→ **Text under study**:
[Start of section]
Caliope-Checker ~ your very own Grammarly for Episode


#1

Hey guys,

So one of the biggest turn-offs for any reader is bad grammar. I can hear people saying and thinking, “How is it possible to even have bad grammar? We live in a time with spellcheckers and Grammarly, why must writers make so many mistakes?” That’s easy, because they’re not always as accurate as you may think. Hence why I have decided to step up and offer my time.

If you think this is a review thread or you just want reads, then please leave and find one of the many in these forums. I suggest going to Amberose’s thread, as its an awesome one, along with many others. Why am I only recommending her thread and not others’? That would be because I not-so-secretly stalk her she’s a good forum friend of mine. :heart_eyes::heart_eyes::heart_eyes:

What makes me qualified to sub (subedit) your writing?
:man_shrugging::man_shrugging::man_shrugging: I don’t know. Am I a native English speaker from a native English speaking country? Yes, though I’m not sure that qualifies me since most native English speakers can’t use correct grammar. Do I check grammar for a living? Yes, I’m an ESL teacher, but I don’t believe that qualifies me either. As there are many ESL teachers out there who don’t even have the qualifications to teach or any qualifications in general.
So why then, Caliope? Well, to err is human, and even I make mistakes. I am human, after all, or so I will lead you to believe. However, there are many stories on Episode with extremely poor grammar, and me being my anal self, gets annoyed by this. So I’m here to help!
[End of section]
→ **Work task A**:
Answer these about the Caliope-Checker post:
(i) Whose thread does the writer recommend?
(ii) What job does the writer hold?
(iii) Which two tools does the post name as not always accurate?
→ **Work task B**:
Quote the Caliope-Checker post from "So one of the" to "offer my time.".

→ **Data provided**:
[Start of section]
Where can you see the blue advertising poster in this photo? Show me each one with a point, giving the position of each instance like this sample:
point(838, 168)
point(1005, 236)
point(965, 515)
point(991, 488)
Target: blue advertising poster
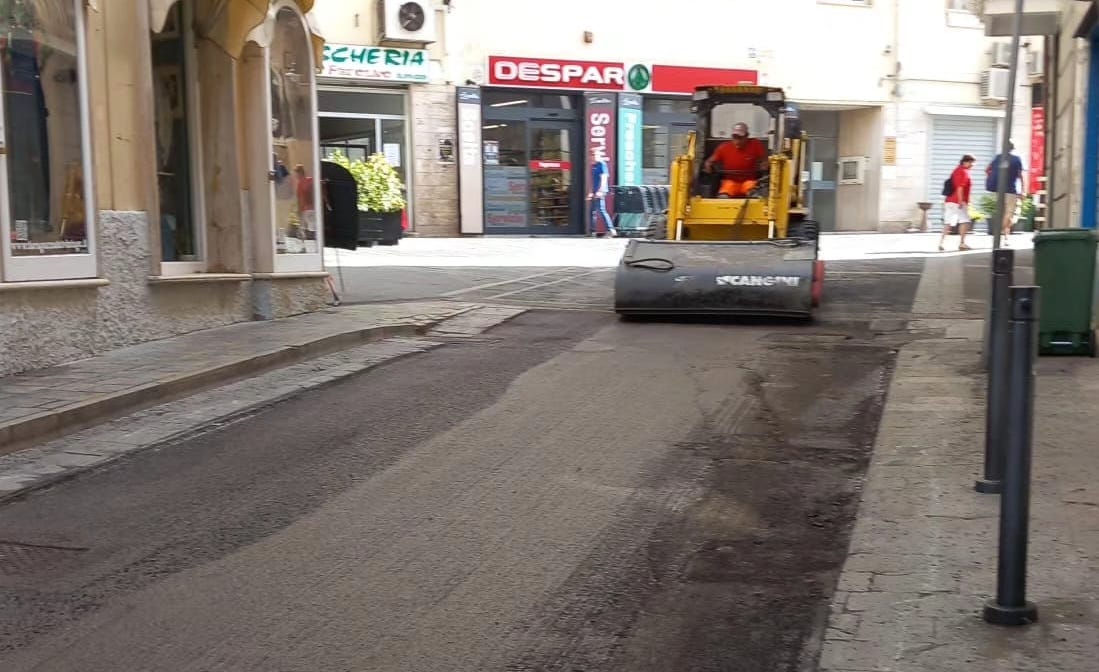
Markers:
point(629, 151)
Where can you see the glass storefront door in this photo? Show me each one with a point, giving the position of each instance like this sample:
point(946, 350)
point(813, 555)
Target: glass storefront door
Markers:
point(357, 123)
point(533, 177)
point(554, 187)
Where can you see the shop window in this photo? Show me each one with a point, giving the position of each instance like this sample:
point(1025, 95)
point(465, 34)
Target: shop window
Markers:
point(293, 158)
point(46, 218)
point(357, 102)
point(176, 122)
point(507, 99)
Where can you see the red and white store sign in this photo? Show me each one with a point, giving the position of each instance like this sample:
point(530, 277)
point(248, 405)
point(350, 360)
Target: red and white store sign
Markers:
point(551, 165)
point(1038, 149)
point(599, 76)
point(543, 73)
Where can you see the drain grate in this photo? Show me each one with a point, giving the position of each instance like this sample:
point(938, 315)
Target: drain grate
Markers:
point(25, 559)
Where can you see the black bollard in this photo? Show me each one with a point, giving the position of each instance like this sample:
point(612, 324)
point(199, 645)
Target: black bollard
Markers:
point(996, 416)
point(1010, 607)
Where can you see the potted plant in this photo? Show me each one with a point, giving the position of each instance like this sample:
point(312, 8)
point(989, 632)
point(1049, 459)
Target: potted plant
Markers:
point(380, 198)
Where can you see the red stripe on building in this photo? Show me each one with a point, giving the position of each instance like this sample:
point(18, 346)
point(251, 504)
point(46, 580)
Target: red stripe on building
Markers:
point(679, 79)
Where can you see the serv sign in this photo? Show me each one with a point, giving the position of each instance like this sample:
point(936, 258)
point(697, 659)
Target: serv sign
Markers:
point(629, 150)
point(609, 76)
point(376, 63)
point(545, 73)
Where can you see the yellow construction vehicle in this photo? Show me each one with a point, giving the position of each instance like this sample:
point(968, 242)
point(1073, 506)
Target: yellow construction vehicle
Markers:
point(753, 254)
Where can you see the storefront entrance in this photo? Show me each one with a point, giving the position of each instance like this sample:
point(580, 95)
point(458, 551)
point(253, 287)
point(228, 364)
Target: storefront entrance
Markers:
point(533, 160)
point(357, 123)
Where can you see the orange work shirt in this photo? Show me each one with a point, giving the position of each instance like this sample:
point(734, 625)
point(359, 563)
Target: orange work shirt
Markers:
point(745, 160)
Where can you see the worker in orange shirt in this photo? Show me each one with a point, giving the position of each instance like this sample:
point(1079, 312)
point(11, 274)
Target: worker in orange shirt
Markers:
point(742, 161)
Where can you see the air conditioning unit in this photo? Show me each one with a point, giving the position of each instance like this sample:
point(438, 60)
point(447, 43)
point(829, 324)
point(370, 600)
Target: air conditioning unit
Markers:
point(1035, 65)
point(994, 85)
point(1001, 55)
point(407, 22)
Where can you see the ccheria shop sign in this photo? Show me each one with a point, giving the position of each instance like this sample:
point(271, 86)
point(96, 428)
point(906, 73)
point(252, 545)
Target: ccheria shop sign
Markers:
point(376, 63)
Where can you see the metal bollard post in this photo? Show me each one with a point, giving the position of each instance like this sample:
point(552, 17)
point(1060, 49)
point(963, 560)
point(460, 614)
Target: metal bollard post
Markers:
point(996, 415)
point(1010, 607)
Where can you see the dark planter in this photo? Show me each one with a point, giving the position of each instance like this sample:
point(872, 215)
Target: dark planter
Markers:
point(380, 228)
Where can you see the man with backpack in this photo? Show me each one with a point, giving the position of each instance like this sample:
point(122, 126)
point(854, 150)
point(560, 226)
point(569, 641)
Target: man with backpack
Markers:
point(1011, 190)
point(957, 189)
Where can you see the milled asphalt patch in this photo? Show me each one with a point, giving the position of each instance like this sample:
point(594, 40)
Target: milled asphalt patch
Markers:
point(44, 465)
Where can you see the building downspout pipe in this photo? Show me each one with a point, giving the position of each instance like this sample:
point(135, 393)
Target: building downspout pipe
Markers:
point(1008, 121)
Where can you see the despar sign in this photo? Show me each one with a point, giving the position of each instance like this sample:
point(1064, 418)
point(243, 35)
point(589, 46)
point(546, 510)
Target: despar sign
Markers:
point(758, 281)
point(545, 73)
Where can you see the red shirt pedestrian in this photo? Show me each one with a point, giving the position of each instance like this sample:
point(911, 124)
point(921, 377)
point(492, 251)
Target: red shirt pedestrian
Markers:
point(963, 184)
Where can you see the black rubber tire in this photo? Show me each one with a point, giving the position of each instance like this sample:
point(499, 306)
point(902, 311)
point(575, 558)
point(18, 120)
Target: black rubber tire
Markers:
point(807, 230)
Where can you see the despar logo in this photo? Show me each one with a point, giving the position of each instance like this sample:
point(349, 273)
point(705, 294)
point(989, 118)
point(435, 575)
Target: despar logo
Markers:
point(758, 281)
point(598, 132)
point(639, 77)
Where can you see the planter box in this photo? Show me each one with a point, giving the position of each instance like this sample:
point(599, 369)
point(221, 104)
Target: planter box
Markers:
point(380, 228)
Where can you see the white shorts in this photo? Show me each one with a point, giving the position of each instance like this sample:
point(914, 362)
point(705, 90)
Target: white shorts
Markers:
point(954, 215)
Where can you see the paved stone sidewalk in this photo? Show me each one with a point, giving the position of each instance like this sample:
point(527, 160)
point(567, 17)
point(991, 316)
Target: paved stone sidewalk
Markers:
point(174, 421)
point(40, 404)
point(922, 558)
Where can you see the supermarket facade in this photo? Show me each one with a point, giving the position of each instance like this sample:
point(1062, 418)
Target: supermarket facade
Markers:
point(499, 123)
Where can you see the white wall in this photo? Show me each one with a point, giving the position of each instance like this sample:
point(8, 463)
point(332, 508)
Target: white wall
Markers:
point(856, 208)
point(942, 56)
point(805, 56)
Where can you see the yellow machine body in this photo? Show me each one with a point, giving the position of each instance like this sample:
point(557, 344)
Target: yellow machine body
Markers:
point(755, 255)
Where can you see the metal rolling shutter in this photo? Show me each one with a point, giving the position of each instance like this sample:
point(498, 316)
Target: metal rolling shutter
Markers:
point(951, 139)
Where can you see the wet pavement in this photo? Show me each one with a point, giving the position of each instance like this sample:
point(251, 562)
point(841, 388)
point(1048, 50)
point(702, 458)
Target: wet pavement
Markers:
point(564, 492)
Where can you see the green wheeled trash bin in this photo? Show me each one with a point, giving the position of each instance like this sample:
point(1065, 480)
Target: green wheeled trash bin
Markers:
point(1065, 268)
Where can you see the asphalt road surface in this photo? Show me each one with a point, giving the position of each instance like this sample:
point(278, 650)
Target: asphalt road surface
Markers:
point(566, 493)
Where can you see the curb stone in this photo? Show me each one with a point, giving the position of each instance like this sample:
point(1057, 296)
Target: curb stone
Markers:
point(52, 423)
[End of section]
→ **Exercise response A**:
(i) Amberose's
(ii) ESL teacher
(iii) Spellcheckers and Grammarly

→ **Exercise response B**:
So one of the biggest turn-offs for any reader is bad grammar. I can hear people saying and thinking, “How is it possible to even have bad grammar? We live in a time with spellcheckers and Grammarly, why must writers make so many mistakes?” That’s easy, because they’re not always as accurate as you may think. Hence why I have decided to step up and offer my time.